EXERCISE DETAILS =>
According to the talk description, why does grounding a conversation in its shared visual setting improve the system's accuracy?

Advances in open domain Large Language Models (LLMs) starting with BERT and more recently with GPT-4, PaLM, and LLaMA have facilitated dramatic improvements in conversational systems. These improvements include an unprecedented breadth of conversational interactions between humans and machines while maintaining and sometimes surpassing the accuracy of systems trained specifically for known, closed domains. However, many applications still require higher levels of accuracy than pre-trained LLMs can provide. There are many studies underway to accomplish this. Broadly speaking, the methods assume the pre-trained models are fixed (due to cost/time), and instead look to various augmentation methods including prompting strategies and model adaptation/fine-tuning.
One augmentation strategy leverages the context of the conversation. For example, who are the participants and what is known about these individuals (personal context), what was just said (dialogue context), where is the conversation taking place (geo context), what time of day and season is it (time context), etc. A powerful form of context is the shared visual setting of the conversation between the human(s) and machine. The shared visual scene may be from a device (phone, smart glasses) or represented on a screen (browser, maps, etc.) The elements in the visual context can be exploited by grounding the natural language conversational interaction, thereby changing the priors of certain concepts and increasing the accuracy of the system. In this talk, I will present some of my historical work in this area as well as my recent work in the AI Virtual Assistant (AVA) Lab at Georgia Tech.
Dr. Larry Heck is a Professor with a joint appointment in the School of Electrical and Computer Engineering and the School of Interactive Computing at the Georgia Institute of Technology. He holds the Rhesa S. Farmer Distinguished Chair of Advanced Computing Concepts and is a Georgia Research Alliance Eminent Scholar. His received the BSEE from Texas Tech University (1986), and MSEE and PhD EE from the Georgia Institute of Technology (1989,1991). He is a Fellow of the IEEE, inducted into the Academy of Distinguished Engineering Alumni at Georgia Tech and received the Distinguished Engineer Award from the Texas Tech University Whitacre College of Engineering. He was a Senior Research Engineer with SRI (1992-98), Vice President of R&D at Nuance (1998-2005), Vice President of Search and Advertising Sciences at Yahoo! (2005-2009), Chief Scientist of the Microsoft Speech products and Distinguished Engineer in Microsoft Research (2009-2014), Principal Scientist with Google Research (2014-2017), and CEO of Viv Labs and SVP at Samsung (2017-2021).

INFORMATION PROVIDED =>
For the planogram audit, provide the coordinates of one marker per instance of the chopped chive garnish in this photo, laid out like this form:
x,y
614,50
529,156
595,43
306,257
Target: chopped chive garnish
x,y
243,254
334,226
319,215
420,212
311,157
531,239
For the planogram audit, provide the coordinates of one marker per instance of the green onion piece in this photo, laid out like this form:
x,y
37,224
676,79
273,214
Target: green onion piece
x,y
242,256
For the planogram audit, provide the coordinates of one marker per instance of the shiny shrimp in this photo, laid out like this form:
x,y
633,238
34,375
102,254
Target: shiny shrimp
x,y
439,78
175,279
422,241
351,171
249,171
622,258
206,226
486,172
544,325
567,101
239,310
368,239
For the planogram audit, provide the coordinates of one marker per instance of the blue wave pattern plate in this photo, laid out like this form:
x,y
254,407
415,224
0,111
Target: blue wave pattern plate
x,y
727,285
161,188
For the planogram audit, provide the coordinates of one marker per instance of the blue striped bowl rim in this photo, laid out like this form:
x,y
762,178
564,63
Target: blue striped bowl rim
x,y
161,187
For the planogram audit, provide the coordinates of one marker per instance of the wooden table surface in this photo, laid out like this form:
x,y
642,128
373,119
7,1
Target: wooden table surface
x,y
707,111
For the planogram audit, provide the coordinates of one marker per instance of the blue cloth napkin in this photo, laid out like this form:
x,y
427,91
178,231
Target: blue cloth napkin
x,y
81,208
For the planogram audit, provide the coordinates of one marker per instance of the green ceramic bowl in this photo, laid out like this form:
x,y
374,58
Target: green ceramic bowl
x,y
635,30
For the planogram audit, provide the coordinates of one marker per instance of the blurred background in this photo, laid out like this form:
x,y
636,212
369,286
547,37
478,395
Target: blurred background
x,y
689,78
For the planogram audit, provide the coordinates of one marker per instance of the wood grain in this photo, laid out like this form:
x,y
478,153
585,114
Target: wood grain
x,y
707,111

EXERCISE RESULT =>
Grounding the natural language interaction in elements of the shared visual scene changes the priors of certain concepts. That shift in priors increases the system's accuracy.